**Exercise goal**
In your reply, restate all of the records below word for word.

*** Data records ***

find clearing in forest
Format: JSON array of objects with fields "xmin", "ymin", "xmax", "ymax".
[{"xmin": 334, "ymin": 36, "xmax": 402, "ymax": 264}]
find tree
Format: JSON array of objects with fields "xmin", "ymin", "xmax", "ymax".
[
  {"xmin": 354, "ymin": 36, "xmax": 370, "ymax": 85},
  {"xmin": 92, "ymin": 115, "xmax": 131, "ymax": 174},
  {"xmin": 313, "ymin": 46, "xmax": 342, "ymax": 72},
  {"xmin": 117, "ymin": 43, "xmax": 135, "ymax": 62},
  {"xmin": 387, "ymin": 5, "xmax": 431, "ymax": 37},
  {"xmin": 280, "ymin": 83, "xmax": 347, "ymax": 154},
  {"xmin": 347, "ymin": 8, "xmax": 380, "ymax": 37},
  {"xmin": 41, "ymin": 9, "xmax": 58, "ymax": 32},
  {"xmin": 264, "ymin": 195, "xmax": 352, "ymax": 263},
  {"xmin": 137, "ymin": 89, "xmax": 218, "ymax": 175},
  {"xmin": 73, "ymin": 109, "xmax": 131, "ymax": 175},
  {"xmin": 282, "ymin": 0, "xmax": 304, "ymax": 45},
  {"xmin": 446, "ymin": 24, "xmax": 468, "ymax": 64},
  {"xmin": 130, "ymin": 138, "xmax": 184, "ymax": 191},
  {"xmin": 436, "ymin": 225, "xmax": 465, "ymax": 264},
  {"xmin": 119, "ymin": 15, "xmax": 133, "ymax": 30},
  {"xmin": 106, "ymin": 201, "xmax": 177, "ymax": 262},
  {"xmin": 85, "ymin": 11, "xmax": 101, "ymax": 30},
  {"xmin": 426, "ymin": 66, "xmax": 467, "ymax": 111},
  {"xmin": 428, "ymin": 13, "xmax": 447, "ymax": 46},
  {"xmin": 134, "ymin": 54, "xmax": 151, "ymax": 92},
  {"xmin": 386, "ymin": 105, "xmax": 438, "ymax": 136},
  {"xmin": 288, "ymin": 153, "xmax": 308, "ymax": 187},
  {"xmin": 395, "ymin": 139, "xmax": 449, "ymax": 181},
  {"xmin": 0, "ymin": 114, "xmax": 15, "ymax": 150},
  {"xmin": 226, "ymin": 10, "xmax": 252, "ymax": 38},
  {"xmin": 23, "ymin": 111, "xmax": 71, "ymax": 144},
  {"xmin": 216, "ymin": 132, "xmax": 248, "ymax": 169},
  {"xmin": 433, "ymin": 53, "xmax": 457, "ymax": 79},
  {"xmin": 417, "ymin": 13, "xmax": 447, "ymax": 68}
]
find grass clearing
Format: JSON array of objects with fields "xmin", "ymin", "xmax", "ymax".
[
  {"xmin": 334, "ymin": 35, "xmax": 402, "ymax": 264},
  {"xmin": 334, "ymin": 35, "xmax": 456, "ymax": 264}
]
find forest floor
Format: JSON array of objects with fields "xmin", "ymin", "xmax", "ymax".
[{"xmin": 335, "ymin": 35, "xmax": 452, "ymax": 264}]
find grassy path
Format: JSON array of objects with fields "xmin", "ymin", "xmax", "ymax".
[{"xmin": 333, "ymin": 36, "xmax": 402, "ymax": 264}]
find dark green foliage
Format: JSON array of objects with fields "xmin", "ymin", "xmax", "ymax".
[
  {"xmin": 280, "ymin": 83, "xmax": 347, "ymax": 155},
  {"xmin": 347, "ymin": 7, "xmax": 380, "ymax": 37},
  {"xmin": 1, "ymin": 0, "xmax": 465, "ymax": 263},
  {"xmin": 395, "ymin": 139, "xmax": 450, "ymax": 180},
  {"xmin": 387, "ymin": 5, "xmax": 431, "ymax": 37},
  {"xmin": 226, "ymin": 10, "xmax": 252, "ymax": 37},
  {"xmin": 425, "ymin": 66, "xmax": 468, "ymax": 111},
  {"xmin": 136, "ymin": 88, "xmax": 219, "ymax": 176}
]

*** End of Data records ***

**Solved problem**
find clearing in forest
Format: JSON array of objects with fields "xmin", "ymin", "xmax", "ymax".
[{"xmin": 334, "ymin": 36, "xmax": 402, "ymax": 264}]
find tree
Format: JSON array of objects with fields "xmin", "ymin", "xmax", "ymax".
[
  {"xmin": 354, "ymin": 36, "xmax": 370, "ymax": 85},
  {"xmin": 92, "ymin": 115, "xmax": 131, "ymax": 174},
  {"xmin": 313, "ymin": 46, "xmax": 342, "ymax": 72},
  {"xmin": 117, "ymin": 43, "xmax": 135, "ymax": 62},
  {"xmin": 387, "ymin": 5, "xmax": 431, "ymax": 37},
  {"xmin": 280, "ymin": 83, "xmax": 347, "ymax": 154},
  {"xmin": 347, "ymin": 8, "xmax": 380, "ymax": 37},
  {"xmin": 41, "ymin": 9, "xmax": 58, "ymax": 32},
  {"xmin": 264, "ymin": 195, "xmax": 352, "ymax": 263},
  {"xmin": 137, "ymin": 89, "xmax": 218, "ymax": 175},
  {"xmin": 73, "ymin": 109, "xmax": 131, "ymax": 175},
  {"xmin": 282, "ymin": 0, "xmax": 304, "ymax": 45},
  {"xmin": 446, "ymin": 24, "xmax": 468, "ymax": 64},
  {"xmin": 130, "ymin": 138, "xmax": 184, "ymax": 191},
  {"xmin": 436, "ymin": 225, "xmax": 465, "ymax": 264},
  {"xmin": 119, "ymin": 15, "xmax": 133, "ymax": 30},
  {"xmin": 106, "ymin": 201, "xmax": 177, "ymax": 262},
  {"xmin": 85, "ymin": 11, "xmax": 101, "ymax": 30},
  {"xmin": 426, "ymin": 66, "xmax": 467, "ymax": 111},
  {"xmin": 428, "ymin": 13, "xmax": 447, "ymax": 46},
  {"xmin": 134, "ymin": 54, "xmax": 151, "ymax": 92},
  {"xmin": 386, "ymin": 105, "xmax": 438, "ymax": 136},
  {"xmin": 288, "ymin": 153, "xmax": 308, "ymax": 187},
  {"xmin": 395, "ymin": 139, "xmax": 449, "ymax": 181},
  {"xmin": 0, "ymin": 114, "xmax": 15, "ymax": 150},
  {"xmin": 226, "ymin": 10, "xmax": 252, "ymax": 38},
  {"xmin": 23, "ymin": 111, "xmax": 71, "ymax": 144},
  {"xmin": 216, "ymin": 132, "xmax": 248, "ymax": 169},
  {"xmin": 433, "ymin": 53, "xmax": 457, "ymax": 79},
  {"xmin": 417, "ymin": 13, "xmax": 447, "ymax": 68}
]
find grass clearing
Format: JSON array of objects with fields "xmin", "ymin", "xmax", "ymax".
[
  {"xmin": 334, "ymin": 35, "xmax": 402, "ymax": 264},
  {"xmin": 334, "ymin": 35, "xmax": 456, "ymax": 264}
]
find forest floor
Format: JSON array of objects with fields "xmin", "ymin", "xmax", "ymax".
[{"xmin": 335, "ymin": 35, "xmax": 452, "ymax": 264}]
find grassy path
Format: JSON array of objects with fields "xmin", "ymin", "xmax", "ymax".
[{"xmin": 333, "ymin": 36, "xmax": 402, "ymax": 264}]
find dark green foliage
Format: JSON array of objects with fields "xmin", "ymin", "xmax", "ymax".
[
  {"xmin": 280, "ymin": 83, "xmax": 347, "ymax": 155},
  {"xmin": 347, "ymin": 7, "xmax": 380, "ymax": 37},
  {"xmin": 1, "ymin": 0, "xmax": 465, "ymax": 263},
  {"xmin": 395, "ymin": 139, "xmax": 450, "ymax": 180},
  {"xmin": 387, "ymin": 5, "xmax": 431, "ymax": 37},
  {"xmin": 226, "ymin": 10, "xmax": 252, "ymax": 37},
  {"xmin": 425, "ymin": 66, "xmax": 468, "ymax": 111},
  {"xmin": 136, "ymin": 88, "xmax": 219, "ymax": 176}
]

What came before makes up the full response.